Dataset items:
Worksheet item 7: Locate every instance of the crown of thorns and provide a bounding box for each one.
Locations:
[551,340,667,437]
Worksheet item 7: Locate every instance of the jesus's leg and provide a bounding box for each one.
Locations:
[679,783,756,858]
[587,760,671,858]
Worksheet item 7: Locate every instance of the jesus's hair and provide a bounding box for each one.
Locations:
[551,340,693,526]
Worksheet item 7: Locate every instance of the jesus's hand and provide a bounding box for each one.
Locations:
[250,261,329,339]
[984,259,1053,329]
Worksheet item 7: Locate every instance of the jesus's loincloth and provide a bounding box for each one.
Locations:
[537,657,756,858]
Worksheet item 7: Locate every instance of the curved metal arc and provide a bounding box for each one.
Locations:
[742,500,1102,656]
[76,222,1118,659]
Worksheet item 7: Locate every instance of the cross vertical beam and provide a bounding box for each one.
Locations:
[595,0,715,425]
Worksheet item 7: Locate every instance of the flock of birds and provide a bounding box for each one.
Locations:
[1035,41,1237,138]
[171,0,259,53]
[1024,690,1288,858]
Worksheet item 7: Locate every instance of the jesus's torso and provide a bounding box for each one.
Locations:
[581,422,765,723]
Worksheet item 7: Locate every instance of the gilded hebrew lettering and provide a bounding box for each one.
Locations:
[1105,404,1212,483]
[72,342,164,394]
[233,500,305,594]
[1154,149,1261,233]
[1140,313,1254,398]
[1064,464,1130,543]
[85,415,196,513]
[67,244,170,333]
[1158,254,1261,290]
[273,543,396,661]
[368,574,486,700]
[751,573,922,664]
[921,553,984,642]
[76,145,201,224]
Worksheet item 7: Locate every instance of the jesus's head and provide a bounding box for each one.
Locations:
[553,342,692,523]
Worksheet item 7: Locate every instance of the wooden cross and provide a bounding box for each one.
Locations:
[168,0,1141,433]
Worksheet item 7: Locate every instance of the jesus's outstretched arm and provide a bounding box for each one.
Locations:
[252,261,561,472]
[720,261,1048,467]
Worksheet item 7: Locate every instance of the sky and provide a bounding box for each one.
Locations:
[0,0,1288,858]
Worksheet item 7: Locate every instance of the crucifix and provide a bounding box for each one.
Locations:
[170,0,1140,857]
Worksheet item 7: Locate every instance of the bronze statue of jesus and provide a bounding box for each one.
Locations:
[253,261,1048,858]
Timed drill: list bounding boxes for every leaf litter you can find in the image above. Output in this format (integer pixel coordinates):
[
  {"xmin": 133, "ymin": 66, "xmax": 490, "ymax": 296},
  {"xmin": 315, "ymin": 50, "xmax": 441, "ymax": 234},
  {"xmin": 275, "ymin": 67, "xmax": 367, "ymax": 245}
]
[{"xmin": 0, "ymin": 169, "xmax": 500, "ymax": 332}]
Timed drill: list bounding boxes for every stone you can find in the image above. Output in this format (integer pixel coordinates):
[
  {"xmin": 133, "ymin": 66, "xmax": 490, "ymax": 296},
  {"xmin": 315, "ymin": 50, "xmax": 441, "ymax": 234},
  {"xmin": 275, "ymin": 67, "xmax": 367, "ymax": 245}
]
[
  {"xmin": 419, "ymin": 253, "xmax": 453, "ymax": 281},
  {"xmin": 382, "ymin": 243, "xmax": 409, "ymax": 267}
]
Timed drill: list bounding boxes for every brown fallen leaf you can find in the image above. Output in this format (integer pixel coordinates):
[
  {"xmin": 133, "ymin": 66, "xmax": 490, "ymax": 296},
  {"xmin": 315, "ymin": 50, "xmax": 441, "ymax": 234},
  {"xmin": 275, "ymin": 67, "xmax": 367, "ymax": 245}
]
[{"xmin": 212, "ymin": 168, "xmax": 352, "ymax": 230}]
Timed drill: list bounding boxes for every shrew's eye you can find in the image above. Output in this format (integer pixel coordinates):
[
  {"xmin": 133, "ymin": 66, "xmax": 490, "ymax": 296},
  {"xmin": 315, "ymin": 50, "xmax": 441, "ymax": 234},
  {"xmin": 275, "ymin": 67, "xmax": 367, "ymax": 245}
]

* YOUR TASK *
Can you copy out all of the entries above word for word, without changing anything?

* OUTPUT FOR THIS TASK *
Worksheet item 7: Locate every instance of the crown of thorns and provide a bounding box for each one.
Locations:
[551,340,667,437]
Worksheet item 7: Locate every instance of the jesus's leg and provide a bounding box for each one.
Locations:
[679,783,756,858]
[587,760,671,858]
Worksheet item 7: Locate every instance of the jesus's hair and provide a bounding box for each one.
Locations:
[551,340,693,526]
Worksheet item 7: Locate every instance of the jesus's hand and provide a bounding box for each one.
Locations:
[250,261,329,339]
[984,259,1053,329]
Worksheet item 7: Locate every instance of the jesus's loincloth and provide a bounding box for each one.
Locations:
[537,657,756,858]
Worksheet item 7: Locate every instance of the curved metal arc and provide a bounding box for each one.
Locations:
[742,500,1102,656]
[76,222,1118,659]
Worksheet item 7: Locate every instance of the cross vertical beam and provide a bounding box for each one.
Locations:
[595,0,715,425]
Worksheet item 7: Locate every instance of the flock of birds and provide a bounding box for each one.
Locations:
[1035,41,1237,138]
[171,0,259,53]
[1024,690,1288,858]
Worksheet item 7: Locate every instance of the jesus's torso and provide a bounding box for each one.
Locations:
[581,422,765,723]
Worksheet item 7: Locate every instance of the gilded hebrew lettering and provide a bounding box for each one.
Locations:
[1105,404,1212,483]
[72,342,164,394]
[233,500,305,594]
[1154,149,1261,233]
[1140,313,1254,398]
[1064,464,1130,543]
[85,415,196,513]
[67,244,170,333]
[1158,254,1261,290]
[273,543,396,661]
[368,574,486,700]
[751,573,922,664]
[921,553,984,642]
[76,145,201,224]
Worksheet item 7: Locate every instance of the jesus's head and provide a bounding box for each one.
Locations:
[553,342,692,523]
Worksheet item 7: Locate every instance of the wooden cross and provide a bounding box for each one.
Locations:
[168,0,1141,433]
Worksheet item 7: Locate every instance of the jesus's outstretched arm and provide a bounding box for each one.
Locations:
[252,261,561,472]
[720,261,1048,467]
Worksheet item 7: Locate every instance of the sky and provide a bounding box for each one.
Locations:
[0,0,1288,858]
Worksheet item 7: Locate every instance of the crucifix and provide a bounding box for each one.
Locations:
[170,0,1140,857]
Worksheet item 7: Locate every instance of the bronze statue of jesus and provide a bounding box for each one.
Locations:
[253,261,1048,858]
Timed drill: list bounding boxes for every leaf litter you can find in the image above. Output in this format (integer pixel coordinates):
[
  {"xmin": 133, "ymin": 66, "xmax": 490, "ymax": 296},
  {"xmin": 315, "ymin": 50, "xmax": 441, "ymax": 234},
  {"xmin": 275, "ymin": 67, "xmax": 367, "ymax": 245}
]
[{"xmin": 0, "ymin": 169, "xmax": 500, "ymax": 332}]
Timed drill: list bounding boxes for every stone you can find in the image above. Output in this format (integer pixel coordinates):
[
  {"xmin": 133, "ymin": 66, "xmax": 490, "ymax": 296},
  {"xmin": 315, "ymin": 50, "xmax": 441, "ymax": 234},
  {"xmin": 275, "ymin": 67, "xmax": 367, "ymax": 245}
]
[
  {"xmin": 419, "ymin": 253, "xmax": 453, "ymax": 281},
  {"xmin": 382, "ymin": 243, "xmax": 409, "ymax": 267}
]
Timed drill: list bounding boxes for every brown fallen leaf you can find in the image above. Output in this format (integer pixel coordinates):
[
  {"xmin": 133, "ymin": 66, "xmax": 490, "ymax": 296},
  {"xmin": 315, "ymin": 50, "xmax": 441, "ymax": 234},
  {"xmin": 275, "ymin": 67, "xmax": 367, "ymax": 245}
]
[{"xmin": 212, "ymin": 168, "xmax": 352, "ymax": 230}]
Timed drill: list bounding boxes for every shrew's eye you can find in the image above. Output in this format (integer pixel coordinates):
[
  {"xmin": 133, "ymin": 66, "xmax": 490, "ymax": 296},
  {"xmin": 315, "ymin": 50, "xmax": 441, "ymax": 234},
  {"xmin": 275, "ymin": 67, "xmax": 367, "ymax": 245}
]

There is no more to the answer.